▸ Material for this exercise
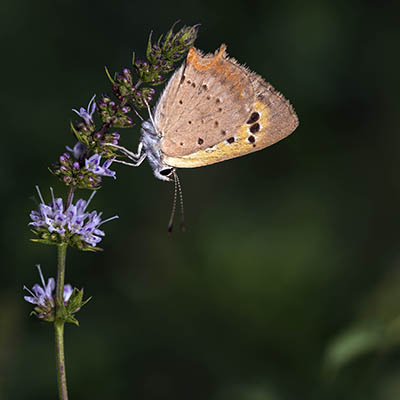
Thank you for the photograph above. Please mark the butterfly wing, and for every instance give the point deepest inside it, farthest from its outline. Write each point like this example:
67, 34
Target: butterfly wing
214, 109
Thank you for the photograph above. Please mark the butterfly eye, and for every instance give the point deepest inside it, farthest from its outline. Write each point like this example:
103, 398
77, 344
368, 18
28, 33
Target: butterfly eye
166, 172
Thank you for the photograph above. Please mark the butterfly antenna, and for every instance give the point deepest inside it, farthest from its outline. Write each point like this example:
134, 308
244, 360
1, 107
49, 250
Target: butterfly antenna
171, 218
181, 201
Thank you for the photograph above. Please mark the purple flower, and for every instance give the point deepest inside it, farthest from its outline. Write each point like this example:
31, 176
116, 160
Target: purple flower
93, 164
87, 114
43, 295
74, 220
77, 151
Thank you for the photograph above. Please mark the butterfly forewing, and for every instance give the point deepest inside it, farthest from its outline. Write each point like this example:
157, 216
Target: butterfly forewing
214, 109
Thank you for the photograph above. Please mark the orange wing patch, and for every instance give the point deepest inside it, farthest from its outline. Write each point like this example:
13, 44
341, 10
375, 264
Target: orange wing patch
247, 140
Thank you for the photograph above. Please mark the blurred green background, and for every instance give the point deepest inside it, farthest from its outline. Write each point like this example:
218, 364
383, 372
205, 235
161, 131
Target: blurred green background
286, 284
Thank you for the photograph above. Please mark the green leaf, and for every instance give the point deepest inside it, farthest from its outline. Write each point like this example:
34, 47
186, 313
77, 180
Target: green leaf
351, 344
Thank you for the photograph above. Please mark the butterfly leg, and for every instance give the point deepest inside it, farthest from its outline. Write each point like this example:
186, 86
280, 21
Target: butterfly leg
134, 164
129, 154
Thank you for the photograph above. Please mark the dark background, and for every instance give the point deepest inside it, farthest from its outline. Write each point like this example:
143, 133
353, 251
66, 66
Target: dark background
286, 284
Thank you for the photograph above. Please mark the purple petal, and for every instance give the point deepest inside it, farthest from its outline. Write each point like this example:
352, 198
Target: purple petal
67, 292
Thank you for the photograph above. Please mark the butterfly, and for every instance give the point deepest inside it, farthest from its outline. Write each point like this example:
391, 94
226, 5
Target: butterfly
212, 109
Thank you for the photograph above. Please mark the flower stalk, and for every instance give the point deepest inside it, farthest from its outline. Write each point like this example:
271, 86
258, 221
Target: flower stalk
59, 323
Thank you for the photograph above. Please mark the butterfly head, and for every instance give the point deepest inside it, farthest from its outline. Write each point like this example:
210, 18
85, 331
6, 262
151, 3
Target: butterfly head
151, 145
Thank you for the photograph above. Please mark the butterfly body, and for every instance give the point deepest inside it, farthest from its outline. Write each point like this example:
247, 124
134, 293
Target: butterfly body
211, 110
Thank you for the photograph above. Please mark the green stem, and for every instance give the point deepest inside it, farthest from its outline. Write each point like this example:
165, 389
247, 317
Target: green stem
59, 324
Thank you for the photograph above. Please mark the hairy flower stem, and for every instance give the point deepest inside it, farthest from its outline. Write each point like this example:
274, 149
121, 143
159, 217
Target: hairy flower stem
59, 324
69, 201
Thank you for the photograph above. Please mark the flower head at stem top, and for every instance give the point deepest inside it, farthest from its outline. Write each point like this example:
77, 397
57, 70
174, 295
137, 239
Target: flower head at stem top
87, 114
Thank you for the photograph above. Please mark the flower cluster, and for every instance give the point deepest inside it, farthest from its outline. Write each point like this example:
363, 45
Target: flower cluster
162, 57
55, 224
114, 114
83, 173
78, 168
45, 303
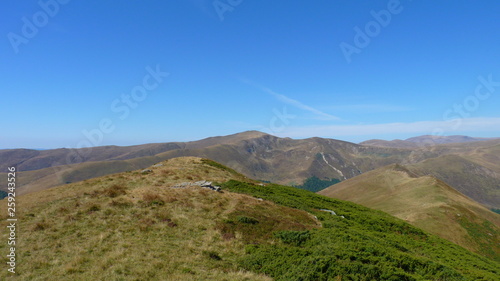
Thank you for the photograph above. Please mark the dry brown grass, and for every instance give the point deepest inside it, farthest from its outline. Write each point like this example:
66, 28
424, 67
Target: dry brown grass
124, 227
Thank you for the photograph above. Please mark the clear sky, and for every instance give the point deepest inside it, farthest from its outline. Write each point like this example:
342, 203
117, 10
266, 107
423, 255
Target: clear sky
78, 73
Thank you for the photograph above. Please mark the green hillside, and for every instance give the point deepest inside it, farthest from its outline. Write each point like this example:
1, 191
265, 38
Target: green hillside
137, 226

▸ Task description
All that is needed is the data above, repeated exactly, without the pictures.

▸ Exercise solution
Thank you for the photograph above. Please mark the butterfly wing, and for every instance give the point deepest inside it, farthest from its outline. Write each point like this example:
67, 34
Target: butterfly wing
214, 109
Thank you for the photograph above. Please mark the butterfly eye, and for every instance give the point deepest inside it, farthest from its outline. Write each point like this example:
103, 398
77, 344
368, 18
28, 33
Target: butterfly eye
166, 172
Thank you for the photograph above. Please mark the butterfly antenna, and for every instance give the point deepest inside it, farthest from its outline. Write each point like this example:
134, 308
244, 360
1, 107
49, 250
Target: butterfly antenna
171, 218
181, 201
Thank you for the photograph above. Please mark the purple flower, and for every instance give the point deepest inside it, farthest from its outline. Write each point like this example:
31, 176
116, 160
Target: purple flower
93, 164
87, 114
43, 295
74, 220
77, 151
Thank you for the photograph above. Please mark the butterfly forewing, and for every instance give the point deepest inside it, farthest from its outline. Write each point like this example:
157, 216
Target: butterfly forewing
214, 109
Thank you for the photograph above. Please mark the orange wing patch, and for every instance give the point deepest inside it, farthest from its outline. Write each point like this example:
13, 44
341, 10
375, 264
Target: orange wing patch
247, 140
Thank you for the photograph above. Please mark the blurred green background, and for every instance give the point deepest inside it, farthest from its outline. Write each point like this example:
218, 364
383, 372
205, 235
161, 131
Target: blurred green background
286, 284
Thank you for the photograph above. Please mark the green leaf, and for every instance give the point deepest inside it, farthest from its outline. Write each point like this example:
34, 47
186, 313
77, 180
Target: green leaf
351, 344
Thank you for the photograph above. Please mark the butterfly leg, and for every instance give the point deepest inside it, farthest from its outline. Write each point like this example:
186, 86
280, 21
Target: butterfly leg
134, 164
129, 154
Thank you for the photograph above. Please mark the dark background, and for every instance give the point deepest inside it, farthest from its outline. Write each point like this example:
143, 133
353, 251
66, 66
Target: dark background
286, 284
Thank you for the photograph above. Please mark the purple petal, and for every instance give the point deepest inside it, farthest from its outline. Write each point like this example:
352, 198
Target: purple petal
67, 292
Thank you for the photograph above. Please mark the butterfly, and for every instance give the point deepest inside it, farthest from its outline. Write each point like this example:
391, 94
226, 5
Target: butterfly
212, 109
Thank you for the photograph above. Please mark the flower stalk, and for every instance give the point deepest inside it, farthest from its outline. Write each point like this example:
271, 86
258, 221
Target: flower stalk
59, 323
Thank you for the photograph above. Please mark the butterfly head, and for every instance give the point deepest inside it, farthest from its outline. Write each point like this example:
210, 18
85, 331
6, 262
151, 3
Target: butterfly head
151, 145
Thank you for the photograph above. Please mark the butterfly body, and for every instance give the point deepest inside it, farthest from its outline. Write each point like this example:
247, 124
134, 293
Target: butterfly body
211, 110
Thank you for the photograph above. Please mark the green stem, and for every instance give the point deepest inside it, farthest from its outline. Write each point like this example:
165, 389
247, 317
Target: green stem
59, 324
Thank you for the photograph above. Please mark the hairy flower stem, and for every instance give the point deepest inside it, farthest from its outline. Write each point like this example:
274, 149
121, 143
159, 217
Target: hairy flower stem
59, 324
69, 201
Thank you for the photograph above. Please mark the flower head at stem top, and for every instance give the point deepest inside it, farthest from its outline. Write each point like this example:
77, 397
57, 70
174, 295
137, 239
Target: flower head at stem top
87, 114
Thank you for the photograph above. Please mark the flower cluster, and for every instance give the point deepest inside it, farthest from its outline. Write each point like this example:
363, 45
Target: flower cluster
162, 57
55, 224
114, 114
83, 173
78, 168
45, 303
Thank you for the photograph above. Please mark the dry brown grass, and for every instance give the point deepest inside it, farthest from its outline. Write each point like this example:
66, 28
424, 67
Target: dry brown grass
124, 227
Thank you for the photograph above. Please mark the clear sky, and for every instance give the point deepest inside it, farthest from its outline. Write each point like this example:
342, 203
117, 10
266, 107
423, 255
Target: clear sky
78, 73
Thank you for the photograph above. Please mark the green hillside, and for every instance give the point deepest inside it, farthest from its outline. Write each point like this example:
1, 191
265, 38
Target: green hillside
137, 226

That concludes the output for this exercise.